* _Page_
It might be worth noting that after each successful format command, my tmpfs mount still didn't contain a superblock file. I'm guessing that this is probably why the server is returning a formatting error right after the storage format command?

 


From: daos@daos.groups.io <daos@daos.groups.io> on behalf of Nabarro, Tom via Groups.Io <tom.nabarro@...>
Sent: Friday, October 25, 2019 8:58 AM
To: Chaarawi, Mohamad <mohamad.chaarawi@...>; Jordan Henderson <jhenderson@...>
Cc: daos@daos.groups.io <daos@daos.groups.io>
Subject: Re: [daos] DAOS master error when formatting tmpfs

 

Hello Jordan

 

If running as root, could you please try “umount /mnt/daos; rm -rf /mnt/daos” then start server which should wait for format, then format from daos_shell.

 

$  umount /mnt/daos; rm -rf /mnt/daos

$  orterun -N 1 -H localhost --report-uri /tmp/urifile --allow-run-as-root daos_server start -t 1 -o ~tanabarr/projects/daos_m/utils/config/examples/daos_server_sockets.yml -i

$ daos_shell -i storage format

 

If running as non-root, the following works for me:

 

$  sudo umount /mnt/daos; sudo rm -rf /mnt/daos; sudo mkdir /mnt/daos; sudo mount -t tmpfs -o size=64G tmpfs /mnt/daos

$ orterun -np 1 -H localhost --report-uri /tmp/urifile daos_server start -t 1 -d /tmp/ -o ~tanabarr/projects/daos_m/utils/config/examples/daos_server_sockets.yml –i

 

Above tried on commit 15168685005843766c038afff45fd6681c07f341 .

86f730a37d0170fdb733c1b08308162a245e5aea did introduce changes to the formatting code but I haven’t observed any subsequent regressions in my testing, it may just need a clean slate in your situation.

 

Thanks

 

Regards,

Tom Nabarro – DCG/ESAD

M: +44 (0)7786 260986

Skype: tom.nabarro

 

From: Chaarawi, Mohamad
Sent: Friday, October 25, 2019 2:24 PM
To: Jordan Henderson <jhenderson@...>
Cc: Nabarro, Tom <tom.nabarro@...>
Subject: Re: DAOS master error when formatting tmpfs

 

Jordan, it would be great to send such emails to the DAOS user list where there are more people (from the control plane) who can answer. Please subscribe here:

https://daos.groups.io/g/daos

 

did you clear your tmpfs beforehand?

[Pointing and labeling entries]
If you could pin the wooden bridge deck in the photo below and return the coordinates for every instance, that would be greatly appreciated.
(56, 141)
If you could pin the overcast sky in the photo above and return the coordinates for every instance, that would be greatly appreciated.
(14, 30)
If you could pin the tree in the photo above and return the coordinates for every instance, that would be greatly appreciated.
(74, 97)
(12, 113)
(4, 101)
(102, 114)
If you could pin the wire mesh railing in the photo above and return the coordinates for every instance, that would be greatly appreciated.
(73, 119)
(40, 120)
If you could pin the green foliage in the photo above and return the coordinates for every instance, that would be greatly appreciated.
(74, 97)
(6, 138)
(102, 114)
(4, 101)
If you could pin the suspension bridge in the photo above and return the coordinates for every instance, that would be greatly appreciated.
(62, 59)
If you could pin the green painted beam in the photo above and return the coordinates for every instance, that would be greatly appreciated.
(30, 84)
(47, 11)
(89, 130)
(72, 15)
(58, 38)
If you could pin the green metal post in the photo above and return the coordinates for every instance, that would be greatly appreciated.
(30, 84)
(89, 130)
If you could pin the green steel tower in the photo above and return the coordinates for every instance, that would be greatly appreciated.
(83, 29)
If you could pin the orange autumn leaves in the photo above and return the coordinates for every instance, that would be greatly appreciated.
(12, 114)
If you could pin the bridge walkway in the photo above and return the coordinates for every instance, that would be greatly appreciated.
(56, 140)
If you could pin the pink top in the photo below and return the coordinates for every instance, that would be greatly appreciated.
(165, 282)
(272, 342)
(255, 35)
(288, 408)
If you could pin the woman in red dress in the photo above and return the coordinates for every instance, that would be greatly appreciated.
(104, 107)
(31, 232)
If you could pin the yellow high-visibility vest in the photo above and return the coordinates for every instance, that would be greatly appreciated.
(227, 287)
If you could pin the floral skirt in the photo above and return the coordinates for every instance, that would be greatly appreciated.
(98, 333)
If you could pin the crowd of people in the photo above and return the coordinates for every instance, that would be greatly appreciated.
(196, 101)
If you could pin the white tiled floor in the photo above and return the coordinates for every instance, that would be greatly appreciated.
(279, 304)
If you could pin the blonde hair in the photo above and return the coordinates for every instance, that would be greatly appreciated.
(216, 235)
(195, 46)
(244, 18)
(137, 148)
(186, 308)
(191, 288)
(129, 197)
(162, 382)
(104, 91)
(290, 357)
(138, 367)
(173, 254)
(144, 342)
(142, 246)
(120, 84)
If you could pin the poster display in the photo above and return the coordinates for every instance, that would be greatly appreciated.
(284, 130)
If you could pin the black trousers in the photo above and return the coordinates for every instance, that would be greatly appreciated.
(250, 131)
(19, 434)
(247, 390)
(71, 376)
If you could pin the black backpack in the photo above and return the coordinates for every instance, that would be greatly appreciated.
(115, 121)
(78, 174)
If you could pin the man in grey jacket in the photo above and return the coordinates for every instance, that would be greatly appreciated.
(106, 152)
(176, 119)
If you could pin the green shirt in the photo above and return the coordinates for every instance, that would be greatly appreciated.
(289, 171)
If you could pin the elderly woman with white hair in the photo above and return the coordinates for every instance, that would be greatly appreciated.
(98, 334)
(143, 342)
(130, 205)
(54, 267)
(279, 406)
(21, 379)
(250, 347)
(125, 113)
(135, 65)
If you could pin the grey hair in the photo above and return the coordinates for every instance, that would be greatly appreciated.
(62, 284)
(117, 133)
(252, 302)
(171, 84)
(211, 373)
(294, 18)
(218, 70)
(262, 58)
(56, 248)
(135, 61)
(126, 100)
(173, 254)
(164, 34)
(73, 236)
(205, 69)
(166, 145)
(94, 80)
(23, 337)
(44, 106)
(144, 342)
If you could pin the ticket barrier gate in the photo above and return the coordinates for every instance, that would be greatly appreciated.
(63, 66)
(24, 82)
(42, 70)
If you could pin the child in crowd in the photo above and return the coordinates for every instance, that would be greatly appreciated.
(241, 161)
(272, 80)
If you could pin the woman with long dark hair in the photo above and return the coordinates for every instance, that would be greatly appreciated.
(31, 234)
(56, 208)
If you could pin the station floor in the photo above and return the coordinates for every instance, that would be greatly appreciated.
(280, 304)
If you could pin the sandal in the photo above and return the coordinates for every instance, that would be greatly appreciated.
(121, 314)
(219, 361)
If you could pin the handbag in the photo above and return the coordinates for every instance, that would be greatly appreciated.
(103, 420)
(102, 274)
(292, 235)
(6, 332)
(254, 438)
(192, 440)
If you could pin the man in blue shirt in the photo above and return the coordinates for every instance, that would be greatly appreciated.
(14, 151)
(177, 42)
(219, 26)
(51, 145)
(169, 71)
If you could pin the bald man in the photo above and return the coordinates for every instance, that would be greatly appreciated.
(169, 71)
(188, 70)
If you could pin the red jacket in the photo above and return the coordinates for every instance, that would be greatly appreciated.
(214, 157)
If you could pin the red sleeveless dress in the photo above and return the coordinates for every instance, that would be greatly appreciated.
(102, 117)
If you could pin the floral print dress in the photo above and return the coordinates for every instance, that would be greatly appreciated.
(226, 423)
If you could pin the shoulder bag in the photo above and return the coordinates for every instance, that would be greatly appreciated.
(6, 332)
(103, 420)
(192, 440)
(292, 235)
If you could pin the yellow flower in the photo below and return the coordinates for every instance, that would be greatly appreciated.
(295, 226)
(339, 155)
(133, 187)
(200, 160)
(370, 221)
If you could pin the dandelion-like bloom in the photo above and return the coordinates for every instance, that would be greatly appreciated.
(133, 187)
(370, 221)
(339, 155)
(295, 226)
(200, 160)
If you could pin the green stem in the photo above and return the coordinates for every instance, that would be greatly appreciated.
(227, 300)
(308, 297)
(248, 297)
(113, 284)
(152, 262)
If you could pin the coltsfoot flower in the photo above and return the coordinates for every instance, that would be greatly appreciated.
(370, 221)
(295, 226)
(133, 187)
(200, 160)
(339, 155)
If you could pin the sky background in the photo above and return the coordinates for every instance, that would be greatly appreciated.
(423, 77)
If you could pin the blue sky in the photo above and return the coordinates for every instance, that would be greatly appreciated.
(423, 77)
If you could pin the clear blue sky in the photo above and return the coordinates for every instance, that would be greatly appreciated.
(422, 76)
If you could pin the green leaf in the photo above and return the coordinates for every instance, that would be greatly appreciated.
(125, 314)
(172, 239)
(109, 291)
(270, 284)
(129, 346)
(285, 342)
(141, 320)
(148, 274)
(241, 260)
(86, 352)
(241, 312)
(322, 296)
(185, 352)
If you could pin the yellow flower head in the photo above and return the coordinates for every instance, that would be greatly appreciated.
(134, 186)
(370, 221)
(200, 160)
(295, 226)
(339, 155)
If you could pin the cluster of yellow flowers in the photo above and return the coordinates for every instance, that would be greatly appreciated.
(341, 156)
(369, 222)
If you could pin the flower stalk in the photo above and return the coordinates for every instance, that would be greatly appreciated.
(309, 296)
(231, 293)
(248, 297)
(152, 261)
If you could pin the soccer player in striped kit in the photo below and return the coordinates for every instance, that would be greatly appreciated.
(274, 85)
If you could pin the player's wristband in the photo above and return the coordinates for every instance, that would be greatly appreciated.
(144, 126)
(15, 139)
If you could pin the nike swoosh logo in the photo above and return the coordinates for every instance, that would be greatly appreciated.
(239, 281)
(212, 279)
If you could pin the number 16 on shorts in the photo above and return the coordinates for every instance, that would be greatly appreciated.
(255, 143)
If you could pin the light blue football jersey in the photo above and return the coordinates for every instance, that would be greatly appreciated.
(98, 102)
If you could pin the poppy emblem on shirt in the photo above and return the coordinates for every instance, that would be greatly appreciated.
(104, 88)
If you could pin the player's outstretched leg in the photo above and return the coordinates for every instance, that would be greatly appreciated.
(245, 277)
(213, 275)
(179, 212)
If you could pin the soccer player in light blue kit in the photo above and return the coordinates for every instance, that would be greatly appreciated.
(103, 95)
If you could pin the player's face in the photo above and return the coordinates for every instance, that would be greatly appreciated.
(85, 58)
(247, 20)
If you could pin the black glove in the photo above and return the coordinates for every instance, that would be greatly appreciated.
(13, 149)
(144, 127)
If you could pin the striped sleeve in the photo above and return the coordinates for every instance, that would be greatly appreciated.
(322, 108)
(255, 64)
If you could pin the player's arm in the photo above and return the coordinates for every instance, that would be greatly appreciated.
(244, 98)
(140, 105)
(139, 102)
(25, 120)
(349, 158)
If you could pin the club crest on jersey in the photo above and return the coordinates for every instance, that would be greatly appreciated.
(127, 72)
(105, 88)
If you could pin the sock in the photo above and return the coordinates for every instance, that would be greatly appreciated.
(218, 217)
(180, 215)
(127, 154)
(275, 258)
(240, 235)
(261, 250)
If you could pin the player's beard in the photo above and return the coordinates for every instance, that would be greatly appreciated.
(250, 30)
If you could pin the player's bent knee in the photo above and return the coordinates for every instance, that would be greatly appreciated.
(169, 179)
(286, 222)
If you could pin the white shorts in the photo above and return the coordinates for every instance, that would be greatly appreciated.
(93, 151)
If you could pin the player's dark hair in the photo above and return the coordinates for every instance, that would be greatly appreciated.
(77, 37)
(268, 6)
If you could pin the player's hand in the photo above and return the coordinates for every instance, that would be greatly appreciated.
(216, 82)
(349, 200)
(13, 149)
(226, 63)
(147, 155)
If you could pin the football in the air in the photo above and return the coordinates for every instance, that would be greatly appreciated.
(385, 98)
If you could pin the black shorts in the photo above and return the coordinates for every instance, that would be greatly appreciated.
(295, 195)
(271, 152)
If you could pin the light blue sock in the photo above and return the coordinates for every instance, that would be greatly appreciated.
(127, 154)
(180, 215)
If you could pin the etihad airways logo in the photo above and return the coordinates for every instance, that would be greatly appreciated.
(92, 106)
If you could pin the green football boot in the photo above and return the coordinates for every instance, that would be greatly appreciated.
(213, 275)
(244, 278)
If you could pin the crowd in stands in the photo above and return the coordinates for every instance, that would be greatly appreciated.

* _Requirements_
• 1. Reproduce the passage of the DAOS email thread starting with "Jordan, it would" and going on through "your tmpfs beforehand?".
• 2. Rewrite the records starting with the line with "If you could pin the green football" and going on through the end of the records, substituting "spectators in the stands" for "crowd in stands" and leaving everything else unchanged; give only those lines.

* _Solution set_
• 1.
Jordan, it would be great to send such emails to the DAOS user list where there are more people (from the control plane) who can answer. Please subscribe here:

https://daos.groups.io/g/daos

 

did you clear your tmpfs beforehand?

• 2.
If you could pin the green football boot in the photo above and return the coordinates for every instance, that would be greatly appreciated.
(213, 275)
(244, 278)
If you could pin the spectators in the stands in the photo above and return the coordinates for every instance, that would be greatly appreciated.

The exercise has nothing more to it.